### 実施事項
(a) 次の(i)〜(iii)が脳腫瘍の解説文と一致するかを「はい」または「いいえ」で答え、判断の根拠となる本文の語句をそのまま引用してください。
(i) 脳膿瘍は、MRIなどでのみかけが脳腫瘍と似ている。
(ii) 化学療法は、通常単独で行われる。
(iii) 良性腫瘍で神経障害が出なければ、入院期間は1ヶ月を越えることが多い。
(b) 脳腫瘍の解説文に基づき、次の問いに答えてください。
(i) 放射線治療で必要な量を分割して照射する場合、その期間はどのくらいですか。
(ii) 悪性腫瘍に対する化学療法は、概ねどのくらいの期間とされることが多いですか。
(iii) 良性腫瘍のうち、手術を行わずに放射線治療を行うことがある例として挙げられているのは何ですか。
(c) 脳腫瘍の解説文を、最後の文の後から書き継いでください。

### ページ抜粋

####################

脳腫瘍と診断が紛らわしい病気はありますか?
脳に細菌などが感染して膿がたまる脳膿瘍という病気は、MRIなどでのみかけが脳腫瘍と似ています。
脳腫瘍の治療法について教えて下さい。
脳腫瘍の治療法は、3種類の治療法があり、脳腫瘍の種類によって単独、もしくは組み合わせて行います。 手術治療は、頭蓋骨に穴を開けて、腫瘍を全て取り除いたり、あるいは組織の一部を切除して、病理診断するものです。原則として、できている腫瘍がどのようなタイプなのかを調べる必要があると言えます。 放射線治療は、脳の一部もしくは全体に放射線をかける治療です。脳や神経は放射線に弱いため、必要な量を、2週間から6週間に分割して照射したり、小さいものであれば、ガンマナイフやサイバーナイフといった、一カ所に集中して照射する方法が採られます。 化学療法は、単独で行うことはまずありませんが、基本的には悪性腫瘍に対して行います。
脳腫瘍の治療法の使い分けについて教えて下さい。
脳腫瘍の種類によって最も有効な治療法が異なります。良性腫瘍の場合には原則症状を来している部分をできるだけ切除します。 悪性腫瘍が疑わしい場合は、手術によって組織を取り、病理診断を行って必要なら放射線治療や化学療法を行います。
ただし、既に癌を患っているなどの事前情報があり、MRIやCTでも転移性脳腫瘍が強く疑われるような場合には、手術を行わずに放射線治療を行うことが多いです。
良性腫瘍でも、聴神経腫瘍のように、できている部位や形から、まず間違いないという場合には、手術を行わずに放射線治療を行うことがあります。
脳腫瘍の薬は、生涯飲み続けることになるのですか?
悪性腫瘍に対する化学療法をいつまで行うかというのは、難しい問題で、結論はでていませんが、概ね2年もしくは3年としていることが多いと考えられます。
脳腫瘍では入院が必要ですか?通院はどの程度必要ですか?
手術治療は入院が必要になります。 良性腫瘍で、麻痺や言語障害などの神経障害が出なければ10日程度の入院で済むことが多いです。 悪性腫瘍では、手術に続いて、放射線治療や化学療法が必要になることがあり、入院期間が1ヶ月を越えることも多いです。

####################

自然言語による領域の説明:
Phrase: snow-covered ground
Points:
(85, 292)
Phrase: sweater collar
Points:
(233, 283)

####################

### 解答
(a)
(i) はい:「MRIなどでのみかけが脳腫瘍と似ています」
(ii) いいえ:「単独で行うことはまずありません」
(iii) いいえ:「10日程度の入院で済むことが多いです」

(b)
(i) 2週間から6週間
(ii) 2年もしくは3年
(iii) 聴神経腫瘍

(c)
腫瘍による症状や、手術の結果、麻痺や言語障害などの症状が出て、元の生活に直接戻るのが難しい場合、いったんリハビリ専門病院に転院して集中的なリハビリを行うこともあります。症状が比較的軽い場合には、外来通院でリハビリを行うという選択肢もあります。
脳腫瘍は、再発を予防できる病気ですか?
良性脳腫瘍でも再発を起こすことはありますが、予防する手段は知られていません。再発した場合には、再手術か放射線治療を検討します。 悪性腫瘍の場合は、再発を予防するため、放射線治療や化学療法を行います。ただし、完全にコントロールすることは現状では困難です。
脳腫瘍に関して、日常生活で気をつけるべき点について教えて下さい。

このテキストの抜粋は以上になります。